Snaps
11 June 2024

Hungary’s inflation is trending up

Despite the negative monthly repricing, headline inflation rose in May, driven by base effects. Going forward, it is highly likely that general price pressure will remain above the central bank’s tolerance band for the remainder of 2024

West End City Center shopping centre in Budapest, Hungary
West End City Center shopping centre in Budapest, Hungary
4.0%

Headline inflation (YoY)

ING estimate 4.2% / Previous 3.7%

Lower than expected

To some extent, non-core elements have tamed reflation

The year-on-year Hungarian inflation figure rose slightly in May, delivering a downside surprise versus our expectations. Compared to April, headline inflation rose by 0.3ppt to 4.0% YoY, while the monthly repricing was -0.1%, meaning that this time base effects were the main culprit. It's fair to say that a few months ago we were expecting a bigger monthly bump in May, signalling the first phase of the reflation wave. In the end, however, this bump was significantly smaller, as non-core elements tamed headline inflation to some extent. This downside surprise is also underscored by the fact that the National Bank of Hungary (NBH) was expecting a 4.9% YoY reading for May back in March, when the Inflation report was released. Though in all fairness a lot has changed since March, especially in food and fuel items.

- **EXERCISES TO COMPLETE**:
• 1. Answer from the note on Hungary's inflation:
(a) What was the year-on-year headline inflation figure for May?
(b) What was ING's estimate for that figure?
(c) What year-on-year reading for May was the National Bank of Hungary expecting in March?
• 2. Update the note on Hungary's inflation by writing out everything from "The year-on-year Hungarian" down to "and fuel items.", with "overall inflation" in place of "headline inflation".
• 3. Go on with the note on Hungary's inflation from the point where it stops.

- **PROVIDED MATERIAL**:

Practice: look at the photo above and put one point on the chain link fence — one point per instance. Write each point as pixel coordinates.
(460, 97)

- **OUTPUTS BY TASK**:
• 1.
(a) 4.0%
(b) 4.2%
(c) 4.9%

• 2.
The year-on-year Hungarian inflation figure rose slightly in May, delivering a downside surprise versus our expectations. Compared to April, overall inflation rose by 0.3ppt to 4.0% YoY, while the monthly repricing was -0.1%, meaning that this time base effects were the main culprit. It's fair to say that a few months ago we were expecting a bigger monthly bump in May, signalling the first phase of the reflation wave. In the end, however, this bump was significantly smaller, as non-core elements tamed overall inflation to some extent. This downside surprise is also underscored by the fact that the National Bank of Hungary (NBH) was expecting a 4.9% YoY reading for May back in March, when the Inflation report was released. Though in all fairness a lot has changed since March, especially in food and fuel items.

• 3.
Nevertheless, it is important to emphasise that even though headline inflation is looking better than expected, the trajectory is still upward, with the general price pressure likely to remain above the central bank's tolerance band for the remainder of the year. Not to mention that core inflation surprised to the upside, suggesting that underlying price pressures remain intact.

Main drivers of the change in headline CPI (%)

Source: HCSO, ING
Source: HCSO, ING

The details

  • Food prices rose only by 0.1% MoM, which brings the annual food inflation rate to 1%. On a monthly basis, prices of unprocessed foods decreased, while prices of processed foods increased, displaying a divergence within the food component.
  • Fuel prices decreased by 4.4% MoM, which was one of the most important drivers behind the monthly repricing. At the same time, household energy prices also decreased on a monthly basis, which was in line with warmer weather conditions.
  • Prices of durable goods fell by only 0.2% on a monthly basis, which can be explained by the still rather subdued demand for durable goods. Speaking of which, clothing prices posted a monthly decline, which could also reflect subdued demand for this category and this caught us a bit off guard.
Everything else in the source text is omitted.